Only an exact copy of the entries will serve as the answer.
══ DATA SUPPLIED ══
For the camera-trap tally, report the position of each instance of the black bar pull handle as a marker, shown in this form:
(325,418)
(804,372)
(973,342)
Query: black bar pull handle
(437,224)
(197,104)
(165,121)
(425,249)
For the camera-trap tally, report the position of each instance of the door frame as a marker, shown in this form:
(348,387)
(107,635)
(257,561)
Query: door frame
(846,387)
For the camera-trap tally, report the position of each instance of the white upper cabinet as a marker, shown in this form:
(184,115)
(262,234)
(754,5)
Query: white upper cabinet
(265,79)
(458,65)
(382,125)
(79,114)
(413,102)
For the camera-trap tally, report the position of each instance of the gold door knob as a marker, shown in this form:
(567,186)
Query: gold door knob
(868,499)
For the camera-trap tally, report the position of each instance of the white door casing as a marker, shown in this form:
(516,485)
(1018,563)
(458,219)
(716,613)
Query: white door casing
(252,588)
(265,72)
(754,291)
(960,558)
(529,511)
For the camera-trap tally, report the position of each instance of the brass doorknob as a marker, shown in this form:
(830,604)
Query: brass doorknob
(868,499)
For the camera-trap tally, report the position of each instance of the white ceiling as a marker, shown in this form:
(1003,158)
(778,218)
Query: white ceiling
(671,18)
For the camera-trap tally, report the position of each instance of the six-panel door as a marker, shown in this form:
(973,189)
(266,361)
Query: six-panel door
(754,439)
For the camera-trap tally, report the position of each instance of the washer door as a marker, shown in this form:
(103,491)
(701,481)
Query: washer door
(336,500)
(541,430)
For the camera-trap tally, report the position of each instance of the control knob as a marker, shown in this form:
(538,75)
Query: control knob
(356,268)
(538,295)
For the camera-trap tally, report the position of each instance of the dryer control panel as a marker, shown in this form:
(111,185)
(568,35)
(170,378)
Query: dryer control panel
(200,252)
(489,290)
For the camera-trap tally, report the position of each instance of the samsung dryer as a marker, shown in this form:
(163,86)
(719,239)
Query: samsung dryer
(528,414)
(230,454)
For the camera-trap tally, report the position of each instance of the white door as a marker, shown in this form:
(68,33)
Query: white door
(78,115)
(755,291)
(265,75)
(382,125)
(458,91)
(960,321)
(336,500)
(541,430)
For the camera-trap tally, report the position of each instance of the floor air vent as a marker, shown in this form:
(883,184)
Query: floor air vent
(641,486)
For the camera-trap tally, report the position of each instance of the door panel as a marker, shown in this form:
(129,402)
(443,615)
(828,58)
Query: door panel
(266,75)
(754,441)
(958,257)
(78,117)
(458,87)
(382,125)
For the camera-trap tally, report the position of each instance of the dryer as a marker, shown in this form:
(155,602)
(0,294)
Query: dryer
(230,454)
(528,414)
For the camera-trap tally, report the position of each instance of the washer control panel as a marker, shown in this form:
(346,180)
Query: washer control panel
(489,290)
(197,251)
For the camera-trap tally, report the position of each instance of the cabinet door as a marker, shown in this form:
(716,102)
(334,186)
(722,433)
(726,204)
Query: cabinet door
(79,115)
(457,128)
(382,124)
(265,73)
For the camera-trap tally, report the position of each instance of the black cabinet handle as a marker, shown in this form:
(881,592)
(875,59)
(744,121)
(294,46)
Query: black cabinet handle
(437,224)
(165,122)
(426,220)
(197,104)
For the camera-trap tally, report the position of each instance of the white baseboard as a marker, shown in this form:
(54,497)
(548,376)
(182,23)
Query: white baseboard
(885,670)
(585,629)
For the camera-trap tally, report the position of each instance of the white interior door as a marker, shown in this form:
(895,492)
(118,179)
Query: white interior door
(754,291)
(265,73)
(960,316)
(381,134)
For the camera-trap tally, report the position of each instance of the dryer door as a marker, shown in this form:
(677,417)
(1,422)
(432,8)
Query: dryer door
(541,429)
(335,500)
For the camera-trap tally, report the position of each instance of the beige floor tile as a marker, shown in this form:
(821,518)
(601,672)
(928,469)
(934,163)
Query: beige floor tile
═══
SOLUTION FOR THIS PROBLEM
For the camera-trap tally, report the position of each instance of the black bar pull handle as a marker, shown in this form:
(325,418)
(804,372)
(973,342)
Query: black bar pull handle
(437,224)
(197,104)
(165,121)
(425,249)
For the camera-trap tally, report the position of each instance of the door frame as a marker, shown in this form:
(348,387)
(107,635)
(257,561)
Query: door frame
(846,387)
For the camera-trap tally, report the position of each instance of the white upper cabinet as a marker, shown in this form:
(184,115)
(262,234)
(754,5)
Query: white upper cabinet
(265,79)
(458,65)
(382,125)
(79,114)
(413,102)
For the camera-trap tally, report the position of each instance of the gold door knob as a marker, shown in this form:
(567,186)
Query: gold door knob
(868,499)
For the camera-trap tally, report the position of each instance of the white door casing as a marker, shown in this form:
(516,485)
(1018,563)
(458,219)
(716,613)
Query: white door casing
(252,588)
(265,72)
(754,291)
(960,558)
(529,511)
For the camera-trap tally, report the position of each instance of the brass doorknob as a marker, shown in this form:
(830,604)
Query: brass doorknob
(868,499)
For the camera-trap tally, report the position of each instance of the white ceiling as a marker, shown in this form:
(1003,158)
(778,218)
Query: white ceiling
(671,18)
For the camera-trap tally, report the position of each instance of the six-panel door as a marker, shown in this form:
(973,189)
(266,361)
Query: six-panel door
(754,439)
For the camera-trap tally, report the position of each instance of the washer door as a marker, shown in this form:
(103,491)
(701,481)
Query: washer door
(336,500)
(541,430)
For the camera-trap tally, report the position of each instance of the control knob as a marker, shown in this form:
(538,75)
Query: control knob
(356,268)
(538,295)
For the camera-trap tally, report the position of each instance of the dryer control panel as a marker, shown in this form:
(111,185)
(568,35)
(170,378)
Query: dryer control panel
(200,252)
(489,290)
For the camera-trap tally, report the position of each instance of the samsung dryer as a marker, shown in this form:
(163,86)
(719,239)
Query: samsung dryer
(528,414)
(230,454)
For the camera-trap tally, report the position of each instance of the white door as a marker, shown in this form:
(68,33)
Query: white door
(78,115)
(755,291)
(265,75)
(382,125)
(458,91)
(960,321)
(336,500)
(541,430)
For the camera-trap tally, report the position of each instance of the floor air vent as a marker, shown in this form:
(883,184)
Query: floor air vent
(641,486)
For the camera-trap tally, report the position of each instance of the door panel as a marker, shown in this form:
(129,402)
(443,615)
(828,58)
Query: door panel
(266,75)
(754,441)
(958,257)
(78,117)
(458,87)
(382,125)
For the camera-trap tally, report the position of each instance of the dryer as a marker, shown in this form:
(155,602)
(0,294)
Query: dryer
(230,454)
(528,414)
For the camera-trap tally, report the position of each instance of the washer control panel as a marker, shown in this form:
(346,180)
Query: washer control panel
(489,290)
(197,251)
For the camera-trap tally, report the position of each instance of the cabinet door as a marker, shown in this form:
(716,102)
(334,186)
(722,433)
(726,204)
Query: cabinet door
(79,115)
(457,128)
(382,124)
(265,73)
For the camera-trap tally, report the position of each instance of the black cabinet handle as a marker, shown in this form:
(881,592)
(875,59)
(744,121)
(294,46)
Query: black cabinet handle
(437,224)
(165,122)
(426,220)
(197,104)
For the camera-trap tally, report the position of each instance of the white baseboard as a marker, shown in this form:
(54,497)
(548,376)
(182,23)
Query: white baseboard
(885,670)
(585,629)
For the camera-trap tally, report the position of each instance of the white interior door as a marker, shown in this form:
(895,492)
(118,179)
Query: white interior door
(754,291)
(265,73)
(960,316)
(381,134)
For the camera-trap tally, report the position of each instance of the dryer door as a marker, shown in this form:
(677,417)
(1,422)
(432,8)
Query: dryer door
(541,429)
(335,500)
For the camera-trap tally, report the position of each instance of the beige floor tile as a marker, shown in this form:
(821,518)
(601,672)
(928,469)
(934,163)
Query: beige floor tile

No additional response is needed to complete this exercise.